Start of Records for this exercise

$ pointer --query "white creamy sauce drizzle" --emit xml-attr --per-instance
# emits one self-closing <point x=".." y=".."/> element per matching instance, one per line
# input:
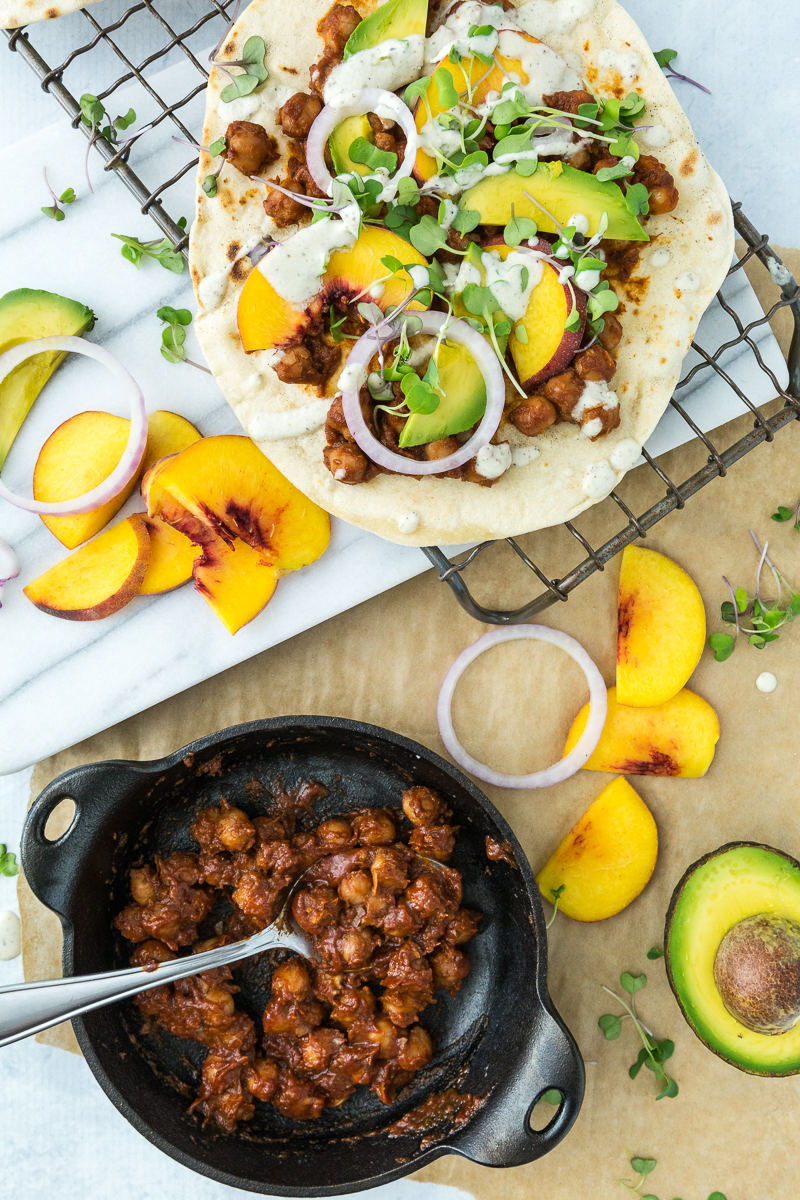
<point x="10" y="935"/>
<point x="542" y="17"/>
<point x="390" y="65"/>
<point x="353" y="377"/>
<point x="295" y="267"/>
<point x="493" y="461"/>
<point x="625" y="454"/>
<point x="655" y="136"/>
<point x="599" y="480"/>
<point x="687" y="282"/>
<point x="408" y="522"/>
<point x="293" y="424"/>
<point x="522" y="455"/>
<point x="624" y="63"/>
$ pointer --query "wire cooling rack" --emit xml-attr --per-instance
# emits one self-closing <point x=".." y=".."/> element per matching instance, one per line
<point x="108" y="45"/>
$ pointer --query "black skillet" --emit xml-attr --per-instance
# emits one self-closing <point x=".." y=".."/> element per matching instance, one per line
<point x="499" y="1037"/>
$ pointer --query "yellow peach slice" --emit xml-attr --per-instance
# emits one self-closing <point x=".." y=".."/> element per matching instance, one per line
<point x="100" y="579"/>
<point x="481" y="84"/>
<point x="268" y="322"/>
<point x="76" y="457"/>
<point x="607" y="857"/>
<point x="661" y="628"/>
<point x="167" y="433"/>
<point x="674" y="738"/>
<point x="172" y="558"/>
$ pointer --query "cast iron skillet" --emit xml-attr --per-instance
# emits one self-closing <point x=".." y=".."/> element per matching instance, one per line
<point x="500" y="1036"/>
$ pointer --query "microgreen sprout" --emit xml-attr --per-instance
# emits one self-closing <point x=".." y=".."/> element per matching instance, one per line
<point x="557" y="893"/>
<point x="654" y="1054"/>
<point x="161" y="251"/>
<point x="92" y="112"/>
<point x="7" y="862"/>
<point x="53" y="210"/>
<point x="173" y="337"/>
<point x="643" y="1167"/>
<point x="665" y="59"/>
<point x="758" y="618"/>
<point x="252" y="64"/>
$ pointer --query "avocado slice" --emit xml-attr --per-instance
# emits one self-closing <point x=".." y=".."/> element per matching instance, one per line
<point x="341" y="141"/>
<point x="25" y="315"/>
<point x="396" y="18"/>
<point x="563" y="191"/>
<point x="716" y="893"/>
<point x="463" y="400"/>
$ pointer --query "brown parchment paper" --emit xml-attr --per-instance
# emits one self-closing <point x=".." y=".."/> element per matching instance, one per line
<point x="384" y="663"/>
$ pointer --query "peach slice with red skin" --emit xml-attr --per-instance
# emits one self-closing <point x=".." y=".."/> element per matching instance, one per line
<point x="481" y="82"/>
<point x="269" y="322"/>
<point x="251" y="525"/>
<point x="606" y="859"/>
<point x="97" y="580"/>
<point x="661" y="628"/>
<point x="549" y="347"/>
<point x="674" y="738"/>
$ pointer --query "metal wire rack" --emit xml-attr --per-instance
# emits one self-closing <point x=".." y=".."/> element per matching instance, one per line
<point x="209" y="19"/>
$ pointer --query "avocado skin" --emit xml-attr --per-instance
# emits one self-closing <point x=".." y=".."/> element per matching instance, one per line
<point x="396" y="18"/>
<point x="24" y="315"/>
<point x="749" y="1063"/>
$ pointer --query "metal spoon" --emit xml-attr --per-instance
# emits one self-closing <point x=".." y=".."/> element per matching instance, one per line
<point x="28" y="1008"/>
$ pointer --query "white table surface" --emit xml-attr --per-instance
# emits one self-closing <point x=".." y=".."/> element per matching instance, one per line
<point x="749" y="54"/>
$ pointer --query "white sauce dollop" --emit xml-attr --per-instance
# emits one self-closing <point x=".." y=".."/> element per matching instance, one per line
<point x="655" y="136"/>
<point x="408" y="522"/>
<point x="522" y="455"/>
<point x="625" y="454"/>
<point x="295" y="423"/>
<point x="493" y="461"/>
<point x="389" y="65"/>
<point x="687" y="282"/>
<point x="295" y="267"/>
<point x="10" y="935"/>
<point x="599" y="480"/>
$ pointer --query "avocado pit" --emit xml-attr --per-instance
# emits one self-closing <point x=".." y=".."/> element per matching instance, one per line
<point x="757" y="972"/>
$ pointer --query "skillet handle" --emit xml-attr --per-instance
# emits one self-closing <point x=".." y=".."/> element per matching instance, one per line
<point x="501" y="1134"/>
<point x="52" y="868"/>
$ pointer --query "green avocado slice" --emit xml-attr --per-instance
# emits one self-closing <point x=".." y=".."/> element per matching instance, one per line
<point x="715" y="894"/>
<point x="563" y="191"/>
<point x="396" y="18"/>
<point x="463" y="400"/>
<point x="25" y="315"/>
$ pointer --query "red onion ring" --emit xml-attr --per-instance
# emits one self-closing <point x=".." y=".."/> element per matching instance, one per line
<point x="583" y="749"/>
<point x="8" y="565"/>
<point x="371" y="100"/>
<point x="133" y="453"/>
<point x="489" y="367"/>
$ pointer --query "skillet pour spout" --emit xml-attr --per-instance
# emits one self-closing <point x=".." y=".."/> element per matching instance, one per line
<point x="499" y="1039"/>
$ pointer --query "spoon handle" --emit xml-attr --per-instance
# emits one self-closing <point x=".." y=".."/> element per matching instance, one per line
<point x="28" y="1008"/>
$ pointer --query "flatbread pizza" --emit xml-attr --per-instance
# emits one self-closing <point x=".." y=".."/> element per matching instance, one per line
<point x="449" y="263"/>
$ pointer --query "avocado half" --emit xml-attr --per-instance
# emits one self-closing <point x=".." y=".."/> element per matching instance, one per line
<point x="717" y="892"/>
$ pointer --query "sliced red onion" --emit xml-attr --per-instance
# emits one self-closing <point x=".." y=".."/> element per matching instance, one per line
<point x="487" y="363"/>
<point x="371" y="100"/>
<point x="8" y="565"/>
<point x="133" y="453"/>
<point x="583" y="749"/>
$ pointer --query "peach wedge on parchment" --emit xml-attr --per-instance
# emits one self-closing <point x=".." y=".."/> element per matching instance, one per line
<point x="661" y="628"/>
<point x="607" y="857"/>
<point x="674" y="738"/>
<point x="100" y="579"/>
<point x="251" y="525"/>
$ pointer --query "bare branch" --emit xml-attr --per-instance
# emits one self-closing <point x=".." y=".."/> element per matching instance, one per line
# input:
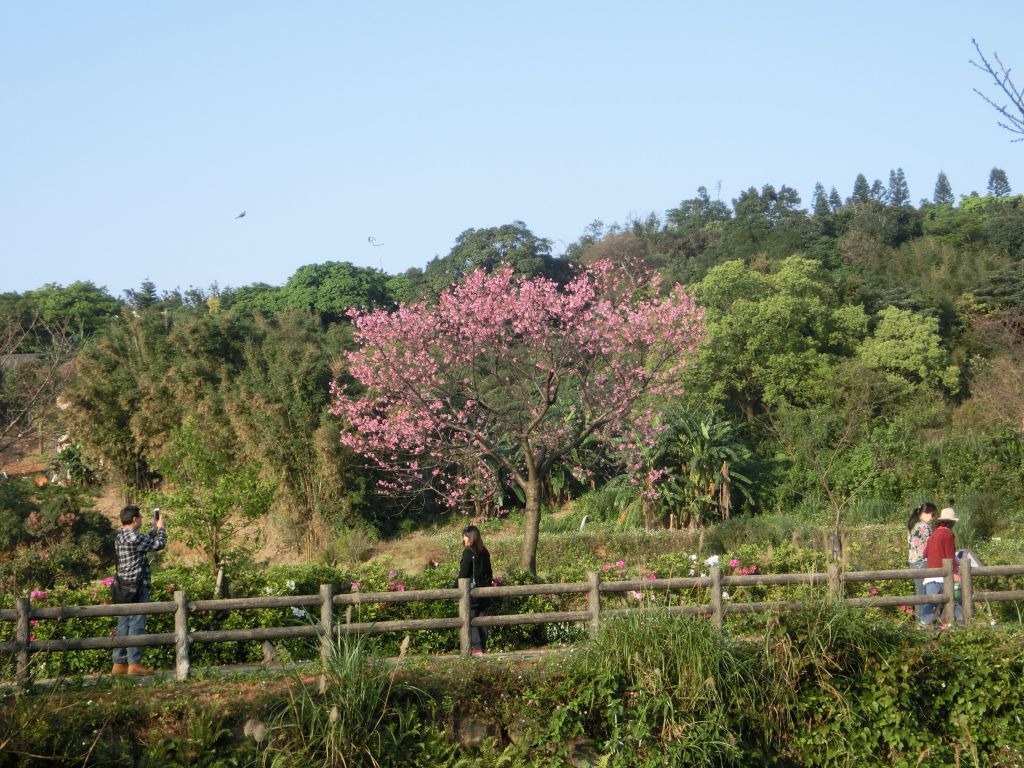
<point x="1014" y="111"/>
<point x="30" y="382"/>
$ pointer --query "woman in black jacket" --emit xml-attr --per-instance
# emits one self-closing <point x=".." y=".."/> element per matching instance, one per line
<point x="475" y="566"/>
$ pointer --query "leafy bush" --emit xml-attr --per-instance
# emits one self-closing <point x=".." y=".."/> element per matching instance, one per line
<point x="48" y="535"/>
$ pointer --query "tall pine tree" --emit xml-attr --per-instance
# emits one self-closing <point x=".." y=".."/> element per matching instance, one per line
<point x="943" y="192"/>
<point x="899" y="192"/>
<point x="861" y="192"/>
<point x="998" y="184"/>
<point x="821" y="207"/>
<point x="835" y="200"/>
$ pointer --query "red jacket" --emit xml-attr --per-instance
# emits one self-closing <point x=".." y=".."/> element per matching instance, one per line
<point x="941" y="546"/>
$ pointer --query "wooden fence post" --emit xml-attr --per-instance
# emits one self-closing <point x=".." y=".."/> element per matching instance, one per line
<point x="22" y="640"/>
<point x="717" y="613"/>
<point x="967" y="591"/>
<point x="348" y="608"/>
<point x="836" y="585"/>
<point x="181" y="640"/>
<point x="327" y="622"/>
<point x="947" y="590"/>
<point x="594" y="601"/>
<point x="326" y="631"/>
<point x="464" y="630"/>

End of Records for this exercise

- To be done: Find each line of the data above that contains the string "avocado", and copy every one of those lines in full.

- Finished answer:
$ pointer --query "avocado slice" --emit xml-attr --per-instance
$ pointer --query "avocado skin" --emit xml-attr --per-instance
$ pointer --query "avocado pit" --emit xml-attr --per-instance
$ pointer --query "green avocado slice" --emit xml-attr --per-instance
$ pointer --query "avocado half" --emit xml-attr --per-instance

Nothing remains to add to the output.